» **DOCUMENT**:
****

Il paraît que la « fantaisie » insérée dans le 9e fascicule de « l’Unique»― le « paragraphe XIII »― n’a pas eu l’heur de plaire à certains « stirneriens » (ou prétendus tels), de sorte qu’il me plaît de revenir sur une prose qui, dès l’abord, ne relevait, dans mon esprit, que de la littérature. En ces temps d’atomistique et d’existentialisme, on s’étonne un peu que ce « récit d’un cauchemar » ait pu être pris pour autre que ce qu’il était.
Il est vrai que j’ai commis l’impardonnable oubli de ne pas le dédier aux énergumènes du stirnerisme.
Et, avant d’entrer dans le vif du sujet, quelques remarques à l’adresse des soi-disant stirneriens qui pérorent à tort et à travers sur l’Unique et sa propriété, les uns sans tenir compte de la situation intellectuelle, sociale et politique de l’Allemagne d’alors — les autres qui gagneraient à apprendre la langue en laquelle cet ouvrage fut rédigé ou à approfondir les auteurs avec lesquels Stirner engage une polémique. Et quelle polémique ! Car l’Unique et sa propriété n’est pas seulement un traité de pure philosophie, c’est un livre de polémique dont l’auteur s’efforce de mettre en pièces — et avec quelle virulence ! — certaines idées (qu’il considère comme des « fantômes ») et certaines doctrines qu’il juge, quant a lui, néfastes pour l’affirmation du MOI et de nature à maintenir l’individualité en servitude. Il n’est philosophique que par voie de conséquence. Pratiquement, Stirner aboutit à une reconstruction d’ordre social : l’union (Verein) des égoïstes, association volontaire et réciprocitaire où, pourvu qu’il y retrouve son individualité, l’associé renonce à certaines libertés, à déterminer par le pacte unioniste. Et c’est surtout cette thèse qui nous intéresse ici. Thèse dont la réalisation n’est que la pratique de la doctrine benthamienne de « l’intérêt bien entendu ».

****

» **ENTRÉES PRÉSENTÉES**:
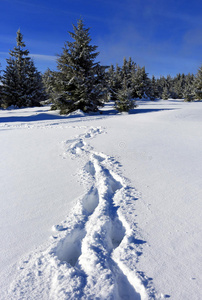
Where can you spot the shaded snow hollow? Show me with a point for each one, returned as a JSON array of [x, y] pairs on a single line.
[[114, 242]]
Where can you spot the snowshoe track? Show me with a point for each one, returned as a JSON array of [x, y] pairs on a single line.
[[93, 253]]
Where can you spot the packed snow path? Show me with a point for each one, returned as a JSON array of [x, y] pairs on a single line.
[[93, 253]]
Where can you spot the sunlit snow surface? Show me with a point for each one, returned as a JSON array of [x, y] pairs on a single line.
[[103, 206]]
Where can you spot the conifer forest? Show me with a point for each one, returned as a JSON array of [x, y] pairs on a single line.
[[81, 82]]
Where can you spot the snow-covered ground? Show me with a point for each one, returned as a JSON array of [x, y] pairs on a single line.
[[103, 206]]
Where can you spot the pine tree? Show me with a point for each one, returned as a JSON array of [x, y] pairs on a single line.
[[140, 83], [22, 83], [165, 94], [79, 82], [198, 84], [154, 93], [124, 101]]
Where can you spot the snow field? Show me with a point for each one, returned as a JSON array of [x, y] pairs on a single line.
[[115, 242]]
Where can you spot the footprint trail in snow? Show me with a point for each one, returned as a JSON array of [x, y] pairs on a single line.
[[94, 252]]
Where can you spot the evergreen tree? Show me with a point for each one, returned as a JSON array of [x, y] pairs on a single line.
[[198, 84], [48, 79], [79, 82], [22, 83], [140, 83], [154, 93], [165, 94], [124, 101]]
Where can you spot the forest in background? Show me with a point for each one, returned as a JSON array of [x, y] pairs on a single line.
[[82, 83]]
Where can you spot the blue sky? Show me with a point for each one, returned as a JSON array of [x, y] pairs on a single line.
[[165, 36]]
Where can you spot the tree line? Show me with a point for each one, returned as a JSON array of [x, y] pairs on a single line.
[[82, 83]]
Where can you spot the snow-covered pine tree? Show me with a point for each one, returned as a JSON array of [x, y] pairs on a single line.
[[154, 93], [140, 83], [80, 81], [124, 101], [198, 84], [165, 94], [21, 82]]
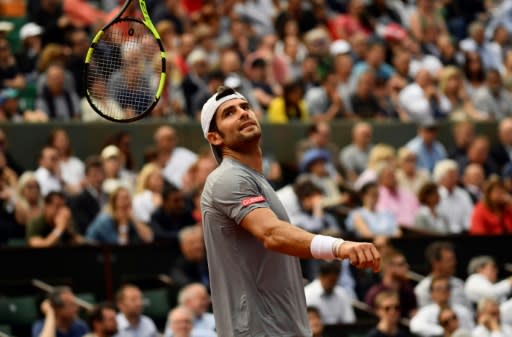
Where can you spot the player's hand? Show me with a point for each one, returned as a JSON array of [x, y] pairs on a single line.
[[360, 254]]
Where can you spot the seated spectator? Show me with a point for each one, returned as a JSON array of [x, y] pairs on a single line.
[[427, 148], [450, 323], [483, 281], [54, 226], [70, 167], [387, 309], [11, 162], [195, 297], [102, 321], [311, 215], [392, 198], [493, 100], [115, 175], [363, 102], [473, 181], [493, 214], [318, 137], [86, 205], [179, 323], [375, 61], [425, 322], [454, 98], [455, 202], [441, 258], [463, 135], [380, 154], [174, 159], [408, 175], [148, 192], [10, 74], [315, 163], [116, 225], [324, 103], [394, 271], [55, 99], [190, 266], [130, 320], [366, 222], [48, 173], [315, 322], [290, 107], [428, 217], [60, 316], [478, 153], [420, 99], [168, 219], [488, 318], [354, 157], [332, 301], [501, 152], [29, 202]]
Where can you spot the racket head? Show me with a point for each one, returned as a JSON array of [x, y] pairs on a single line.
[[125, 70]]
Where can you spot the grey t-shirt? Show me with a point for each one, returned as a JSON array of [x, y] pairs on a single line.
[[255, 292]]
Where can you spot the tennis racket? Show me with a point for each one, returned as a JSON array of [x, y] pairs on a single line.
[[125, 67]]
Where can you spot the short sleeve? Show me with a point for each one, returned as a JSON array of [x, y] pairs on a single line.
[[235, 196]]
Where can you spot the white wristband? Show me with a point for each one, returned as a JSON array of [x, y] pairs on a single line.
[[324, 247]]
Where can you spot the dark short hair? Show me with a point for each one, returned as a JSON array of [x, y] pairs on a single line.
[[433, 251], [92, 162], [48, 199], [329, 268], [55, 296], [96, 314], [426, 191]]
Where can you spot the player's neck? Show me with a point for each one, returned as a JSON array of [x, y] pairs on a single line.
[[252, 158]]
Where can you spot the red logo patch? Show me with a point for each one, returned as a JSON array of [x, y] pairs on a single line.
[[252, 200]]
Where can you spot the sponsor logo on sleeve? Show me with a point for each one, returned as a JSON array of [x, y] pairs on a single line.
[[252, 200]]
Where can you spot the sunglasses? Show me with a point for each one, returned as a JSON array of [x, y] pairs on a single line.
[[388, 308], [448, 319]]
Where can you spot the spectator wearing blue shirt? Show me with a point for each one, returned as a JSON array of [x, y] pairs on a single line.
[[426, 147], [61, 316]]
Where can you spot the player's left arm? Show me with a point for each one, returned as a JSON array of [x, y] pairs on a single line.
[[280, 236]]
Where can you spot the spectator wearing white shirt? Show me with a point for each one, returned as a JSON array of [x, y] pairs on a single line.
[[175, 160], [456, 204], [488, 318], [148, 192], [332, 301], [71, 168], [420, 99], [482, 281], [48, 173], [426, 323], [441, 257], [130, 320], [195, 298]]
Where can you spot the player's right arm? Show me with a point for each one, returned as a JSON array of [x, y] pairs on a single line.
[[280, 236]]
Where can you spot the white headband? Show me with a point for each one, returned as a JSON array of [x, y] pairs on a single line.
[[211, 106]]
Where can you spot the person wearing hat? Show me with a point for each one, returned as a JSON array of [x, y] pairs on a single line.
[[252, 249]]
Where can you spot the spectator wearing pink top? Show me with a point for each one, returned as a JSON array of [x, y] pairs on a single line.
[[400, 202]]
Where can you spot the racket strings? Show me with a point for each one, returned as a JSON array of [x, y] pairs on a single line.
[[122, 70]]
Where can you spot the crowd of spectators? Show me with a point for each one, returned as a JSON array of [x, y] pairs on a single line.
[[318, 61]]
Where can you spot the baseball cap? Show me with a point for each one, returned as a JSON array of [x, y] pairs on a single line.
[[110, 151], [208, 113], [30, 29]]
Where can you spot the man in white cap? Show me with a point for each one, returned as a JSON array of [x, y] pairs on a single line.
[[252, 249]]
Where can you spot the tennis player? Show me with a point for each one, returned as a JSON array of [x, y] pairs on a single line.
[[252, 250]]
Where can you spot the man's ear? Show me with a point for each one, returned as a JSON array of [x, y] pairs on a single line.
[[214, 138]]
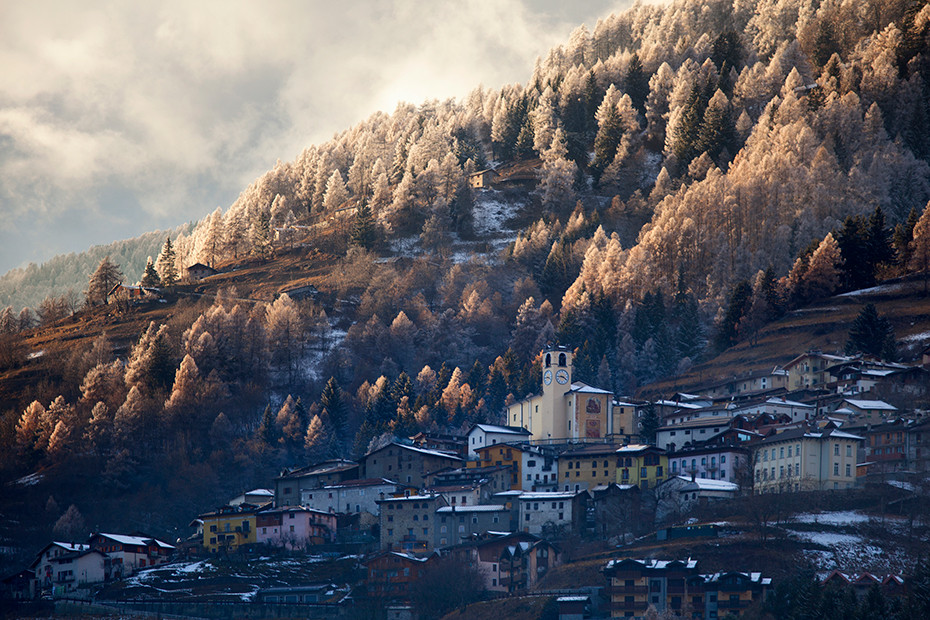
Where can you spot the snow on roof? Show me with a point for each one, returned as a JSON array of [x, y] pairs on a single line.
[[870, 404], [506, 430], [706, 484], [71, 546], [446, 455], [409, 498], [135, 540], [546, 495], [473, 508], [792, 403], [634, 447], [584, 388]]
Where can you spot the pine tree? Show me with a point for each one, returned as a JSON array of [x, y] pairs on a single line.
[[260, 235], [150, 278], [363, 232], [167, 264], [872, 334], [919, 247], [102, 281], [636, 83]]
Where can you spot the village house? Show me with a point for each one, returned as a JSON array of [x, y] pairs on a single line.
[[199, 271], [616, 509], [60, 568], [565, 409], [488, 480], [885, 446], [588, 466], [408, 523], [351, 497], [290, 484], [482, 435], [508, 562], [503, 455], [806, 459], [748, 383], [443, 442], [552, 513], [810, 369], [680, 495], [714, 462], [127, 554], [405, 464], [455, 524], [642, 465], [229, 528], [294, 527], [391, 573], [633, 585]]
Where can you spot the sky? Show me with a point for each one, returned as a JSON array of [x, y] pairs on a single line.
[[119, 117]]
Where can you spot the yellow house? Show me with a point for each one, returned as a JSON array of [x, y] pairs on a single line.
[[588, 467], [501, 454], [644, 466], [229, 528], [565, 408]]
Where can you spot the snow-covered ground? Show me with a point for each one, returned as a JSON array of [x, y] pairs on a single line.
[[881, 288]]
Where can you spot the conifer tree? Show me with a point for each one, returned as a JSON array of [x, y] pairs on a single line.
[[150, 277], [872, 334], [102, 281], [363, 232], [167, 264]]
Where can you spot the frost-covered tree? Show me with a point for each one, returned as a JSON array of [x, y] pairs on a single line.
[[102, 281], [166, 264], [150, 277]]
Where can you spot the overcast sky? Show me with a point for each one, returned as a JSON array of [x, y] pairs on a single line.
[[117, 118]]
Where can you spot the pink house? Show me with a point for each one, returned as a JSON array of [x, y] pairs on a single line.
[[294, 527]]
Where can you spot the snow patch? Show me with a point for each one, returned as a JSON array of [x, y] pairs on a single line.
[[881, 288], [843, 517]]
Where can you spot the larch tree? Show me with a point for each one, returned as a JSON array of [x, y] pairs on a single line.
[[150, 277], [336, 193], [919, 247], [102, 281], [824, 272], [167, 264]]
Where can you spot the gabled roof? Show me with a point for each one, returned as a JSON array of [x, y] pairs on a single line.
[[134, 540], [501, 430]]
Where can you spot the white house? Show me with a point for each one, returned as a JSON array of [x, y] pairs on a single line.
[[455, 524], [482, 435], [551, 509], [679, 495], [350, 496]]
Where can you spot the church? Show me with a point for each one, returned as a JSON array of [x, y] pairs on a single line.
[[566, 409]]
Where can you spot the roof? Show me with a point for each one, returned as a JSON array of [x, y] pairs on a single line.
[[547, 495], [706, 484], [473, 508], [653, 564], [503, 430], [870, 404], [583, 388], [410, 498], [362, 482], [637, 447], [135, 540], [426, 451]]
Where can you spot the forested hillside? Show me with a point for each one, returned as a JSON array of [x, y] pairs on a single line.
[[701, 169]]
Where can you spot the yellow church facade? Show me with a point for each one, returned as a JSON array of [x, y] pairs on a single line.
[[565, 409]]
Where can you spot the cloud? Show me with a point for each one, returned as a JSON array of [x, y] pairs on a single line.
[[152, 114]]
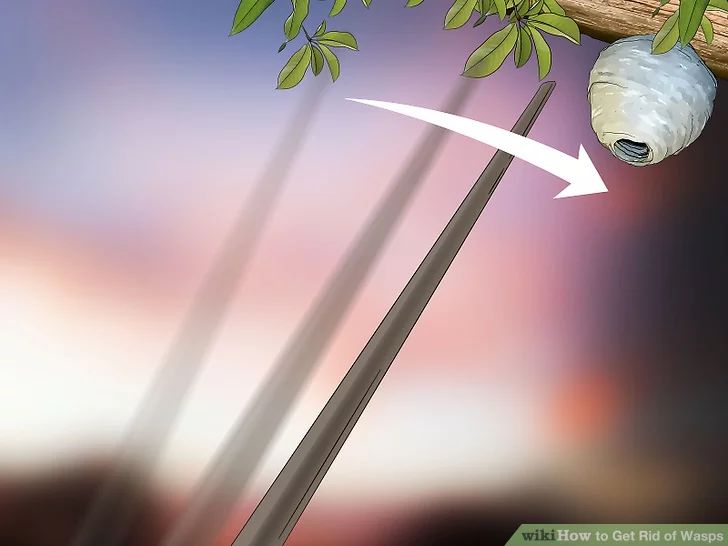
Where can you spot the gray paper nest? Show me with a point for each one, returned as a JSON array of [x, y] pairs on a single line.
[[646, 107]]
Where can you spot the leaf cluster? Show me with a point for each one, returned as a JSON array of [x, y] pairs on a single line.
[[318, 49], [527, 22], [683, 25]]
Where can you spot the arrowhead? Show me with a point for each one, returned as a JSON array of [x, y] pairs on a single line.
[[585, 179]]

****

» **CONSIGNES DE L'EXERCICE**:
1. Recopiez le passage du texte sur Stirner compris entre « Il paraît que » et « ce qu’il était. », ces deux extrémités incluses.
2. Redonnez à l'identique les lignes des entrées allant de celle qui contient « Where can you spot the pink » jusqu'à celle qui contient « [[294, 527]] », toutes deux comprises.

» **RÉSULTATS PAR CONSIGNE**:
1.
Il paraît que la « fantaisie » insérée dans le 9e fascicule de « l’Unique»― le « paragraphe XIII »― n’a pas eu l’heur de plaire à certains « stirneriens » (ou prétendus tels), de sorte qu’il me plaît de revenir sur une prose qui, dès l’abord, ne relevait, dans mon esprit, que de la littérature. En ces temps d’atomistique et d’existentialisme, on s’étonne un peu que ce « récit d’un cauchemar » ait pu être pris pour autre que ce qu’il était.

2.
Where can you spot the pink house? Show me with a point for each one, returned as a JSON array of [x, y] pairs on a single line.
[[294, 527]]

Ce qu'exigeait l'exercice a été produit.